**TASK INPUTS**
════════

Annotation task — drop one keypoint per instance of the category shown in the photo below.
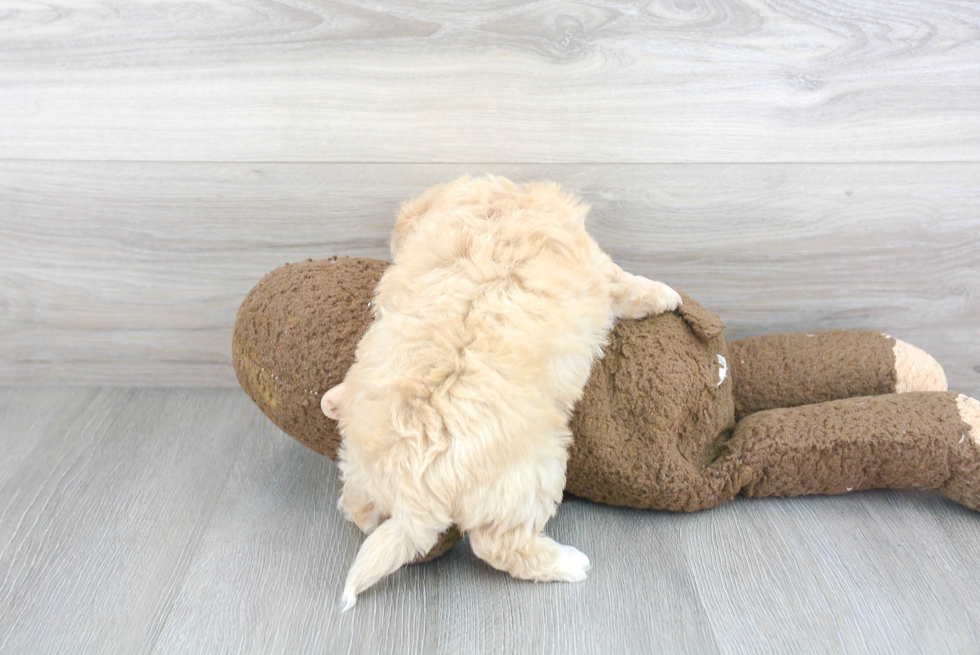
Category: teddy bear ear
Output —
(705, 324)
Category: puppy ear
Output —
(333, 401)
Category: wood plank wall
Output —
(794, 165)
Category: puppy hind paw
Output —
(348, 600)
(671, 299)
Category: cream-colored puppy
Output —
(456, 409)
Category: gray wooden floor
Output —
(794, 165)
(182, 521)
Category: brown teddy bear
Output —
(673, 417)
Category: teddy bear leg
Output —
(895, 441)
(803, 368)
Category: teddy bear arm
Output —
(803, 368)
(894, 441)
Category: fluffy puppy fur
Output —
(456, 409)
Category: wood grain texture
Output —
(173, 521)
(131, 274)
(578, 82)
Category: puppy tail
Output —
(393, 544)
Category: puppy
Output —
(456, 408)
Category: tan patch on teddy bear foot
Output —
(917, 370)
(970, 413)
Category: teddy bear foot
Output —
(916, 370)
(963, 485)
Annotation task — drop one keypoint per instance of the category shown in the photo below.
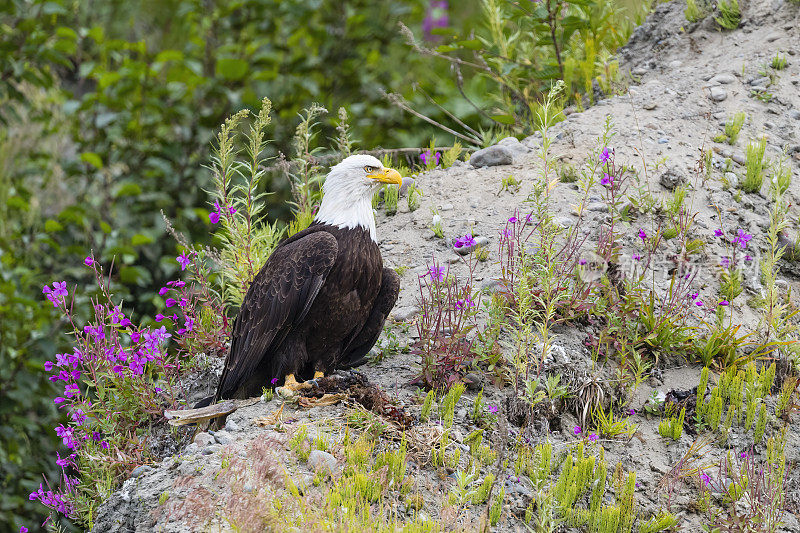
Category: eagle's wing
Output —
(279, 297)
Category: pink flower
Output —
(184, 260)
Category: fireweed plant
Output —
(118, 378)
(448, 317)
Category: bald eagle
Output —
(320, 301)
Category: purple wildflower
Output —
(437, 273)
(184, 260)
(466, 240)
(742, 239)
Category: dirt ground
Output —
(685, 80)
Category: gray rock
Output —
(465, 250)
(718, 94)
(724, 79)
(473, 381)
(322, 462)
(404, 313)
(407, 182)
(141, 469)
(223, 437)
(214, 448)
(491, 157)
(203, 439)
(671, 178)
(513, 144)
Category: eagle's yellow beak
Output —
(387, 175)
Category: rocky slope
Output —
(686, 80)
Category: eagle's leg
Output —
(291, 385)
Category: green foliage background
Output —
(107, 112)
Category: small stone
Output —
(322, 462)
(718, 94)
(407, 182)
(214, 448)
(141, 469)
(724, 79)
(465, 250)
(223, 437)
(404, 313)
(491, 157)
(671, 178)
(203, 439)
(513, 144)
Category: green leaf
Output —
(139, 239)
(231, 68)
(472, 44)
(504, 119)
(92, 158)
(127, 188)
(17, 202)
(51, 226)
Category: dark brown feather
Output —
(318, 303)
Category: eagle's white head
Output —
(348, 190)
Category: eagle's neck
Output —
(347, 211)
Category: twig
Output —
(399, 101)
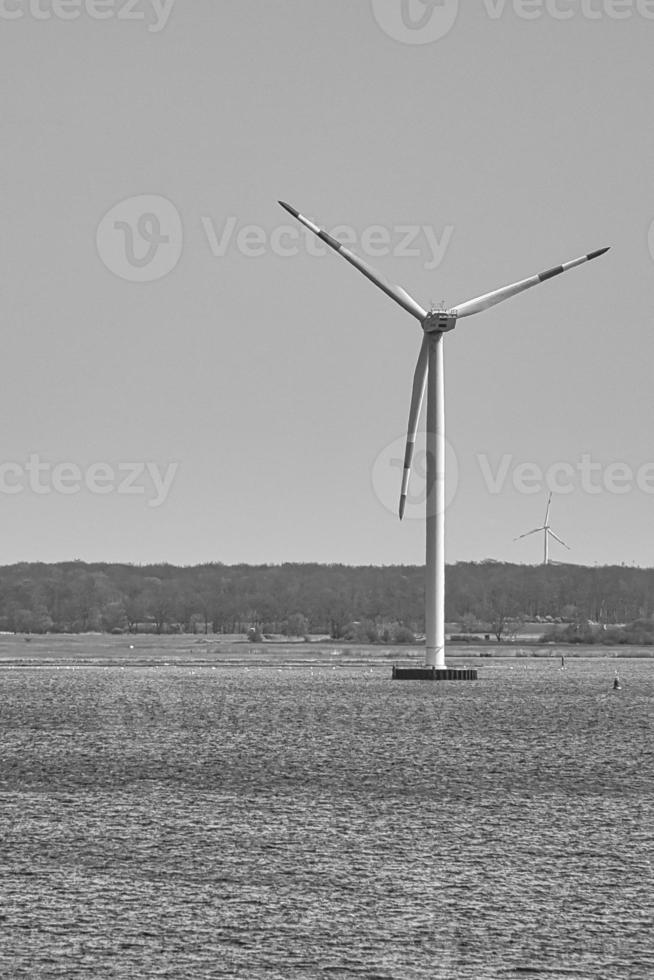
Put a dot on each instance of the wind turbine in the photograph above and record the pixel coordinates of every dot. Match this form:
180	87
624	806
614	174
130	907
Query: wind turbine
547	533
429	368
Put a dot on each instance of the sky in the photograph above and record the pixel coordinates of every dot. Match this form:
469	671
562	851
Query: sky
186	378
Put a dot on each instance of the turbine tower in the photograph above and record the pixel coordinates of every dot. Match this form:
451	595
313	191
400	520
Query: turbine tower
547	533
429	374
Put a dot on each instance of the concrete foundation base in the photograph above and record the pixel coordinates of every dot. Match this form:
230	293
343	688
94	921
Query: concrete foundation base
434	673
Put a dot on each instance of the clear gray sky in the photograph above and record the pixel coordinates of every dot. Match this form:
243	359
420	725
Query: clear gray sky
258	399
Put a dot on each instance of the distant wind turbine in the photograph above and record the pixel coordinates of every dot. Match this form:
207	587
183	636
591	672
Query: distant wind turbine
429	374
547	533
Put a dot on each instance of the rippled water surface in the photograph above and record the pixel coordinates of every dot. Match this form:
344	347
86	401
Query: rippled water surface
315	822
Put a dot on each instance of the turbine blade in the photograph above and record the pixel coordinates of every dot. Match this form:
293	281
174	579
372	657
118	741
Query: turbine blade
417	395
505	292
558	539
527	533
397	293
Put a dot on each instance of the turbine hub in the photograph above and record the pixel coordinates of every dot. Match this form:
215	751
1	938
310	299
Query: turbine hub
438	321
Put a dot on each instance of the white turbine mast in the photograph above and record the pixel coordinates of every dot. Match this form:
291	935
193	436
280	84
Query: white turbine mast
547	534
429	374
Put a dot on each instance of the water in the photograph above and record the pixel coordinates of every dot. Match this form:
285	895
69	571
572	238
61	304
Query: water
316	822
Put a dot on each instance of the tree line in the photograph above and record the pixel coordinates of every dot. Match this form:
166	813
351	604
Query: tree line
358	602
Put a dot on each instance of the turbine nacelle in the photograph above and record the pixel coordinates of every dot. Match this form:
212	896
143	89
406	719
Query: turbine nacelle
438	321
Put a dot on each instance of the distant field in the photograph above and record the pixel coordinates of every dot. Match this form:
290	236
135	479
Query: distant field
144	650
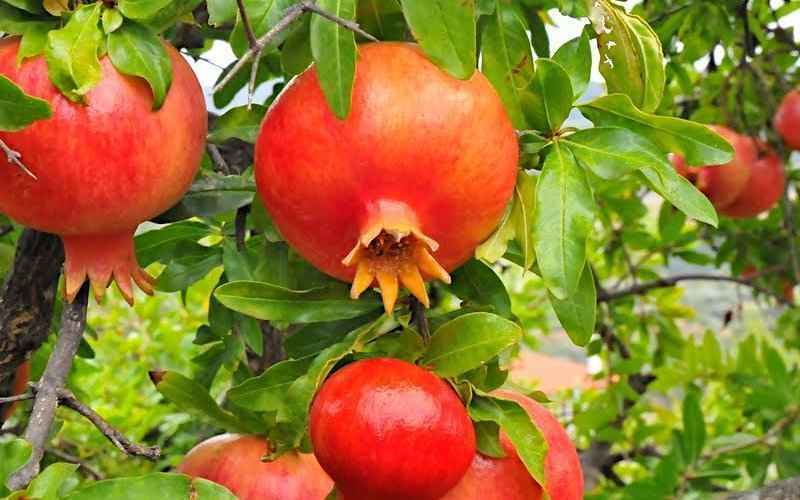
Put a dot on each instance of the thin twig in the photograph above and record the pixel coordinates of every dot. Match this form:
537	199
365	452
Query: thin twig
14	158
73	324
68	399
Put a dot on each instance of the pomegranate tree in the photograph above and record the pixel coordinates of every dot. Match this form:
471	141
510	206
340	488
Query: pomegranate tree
385	429
102	166
236	462
401	191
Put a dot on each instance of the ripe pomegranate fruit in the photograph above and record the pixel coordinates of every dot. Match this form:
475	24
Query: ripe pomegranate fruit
385	429
722	184
763	190
423	166
19	386
103	167
787	120
234	461
508	479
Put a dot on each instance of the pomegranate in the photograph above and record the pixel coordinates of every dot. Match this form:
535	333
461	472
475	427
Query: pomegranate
423	166
504	479
103	167
385	429
21	378
787	120
763	191
234	461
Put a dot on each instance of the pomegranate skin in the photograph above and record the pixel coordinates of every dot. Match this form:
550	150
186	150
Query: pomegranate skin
384	429
104	166
763	191
439	151
497	479
234	461
787	120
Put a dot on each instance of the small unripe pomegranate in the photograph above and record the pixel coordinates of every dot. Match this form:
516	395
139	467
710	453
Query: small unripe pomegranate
385	429
235	461
103	167
787	120
19	385
401	191
763	191
505	479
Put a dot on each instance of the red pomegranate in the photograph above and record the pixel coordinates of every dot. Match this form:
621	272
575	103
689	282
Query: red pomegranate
787	120
235	461
763	190
423	166
103	167
385	429
504	479
21	378
722	184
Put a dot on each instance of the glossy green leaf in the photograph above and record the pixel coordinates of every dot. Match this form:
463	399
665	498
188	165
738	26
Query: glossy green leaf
334	50
526	437
274	303
563	219
477	283
613	152
575	57
577	313
507	59
697	143
155	485
72	53
446	31
136	51
190	396
238	123
267	392
47	485
632	60
17	109
469	341
549	101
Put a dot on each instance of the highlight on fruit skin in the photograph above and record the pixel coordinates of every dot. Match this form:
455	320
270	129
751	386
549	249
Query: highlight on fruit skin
103	166
405	188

════════

**EXERCISE DIRECTIONS**
Exactly and exclusively, repeat the lines from the line that contains "Put a dot on each instance of the pomegranate tree" through the end of the records, both ends included.

**OUTPUT FOR THIS EXERCISE**
Put a dot on each instance of the pomegranate tree in the photograph above and record the pixel coordinates of every dot. Match this form:
471	141
510	206
340	488
Query: pomegranate tree
385	429
102	166
236	462
401	191
Put a dot on each instance of the ripe pomegranate fruit in the photograph above and record the pixel coordinates of every dot. Match this form:
475	24
Query: ripe pomegranate fruit
385	429
722	184
763	190
423	166
19	386
103	167
787	120
234	461
508	479
Put a dot on each instance of the pomegranate in the photograph above and record the pixel coordinates of every dot. Match this form:
535	333
461	472
475	427
Query: pomegranate
423	166
504	479
103	167
385	429
21	378
787	120
763	191
234	461
Put a dot on each instance of the pomegranate skin in the photograph above and record the pixel coordinates of every dot. Match this form:
550	150
186	150
Query: pomegranate skin
384	429
104	166
763	191
439	151
497	479
234	461
787	120
Put a dot on each instance of the small unripe pomegranate in the photograph above and record the pixel coordinates of every dot. Match this form:
516	395
139	467
710	453
Query: small unripe pomegranate
385	429
235	461
103	167
787	120
19	385
401	191
763	191
505	479
Put a dot on each instance of the red pomegranate in the photograph above and record the pixel coordinates of every dot. Match this form:
621	272
575	103
689	282
Query: red pomegranate
787	120
235	461
763	190
423	166
103	167
385	429
504	479
21	378
722	184
Put a dot on each instance of the glossy green leaf in the photograph above and record the pixel coordinates of every dot. Match this form:
463	399
665	498
188	165
738	26
Query: glossy green leaf
334	50
526	437
274	303
563	219
477	283
613	152
575	57
577	313
507	59
697	143
155	485
72	53
446	31
136	51
190	396
238	123
267	392
47	485
632	60
17	109
469	341
549	101
Put a dot on each instance of the highlight on fruit skin in the photograph above and record the pixel coordinates of every dot. Match this form:
455	320
270	129
751	386
549	249
Query: highlight on fruit skin
103	166
405	188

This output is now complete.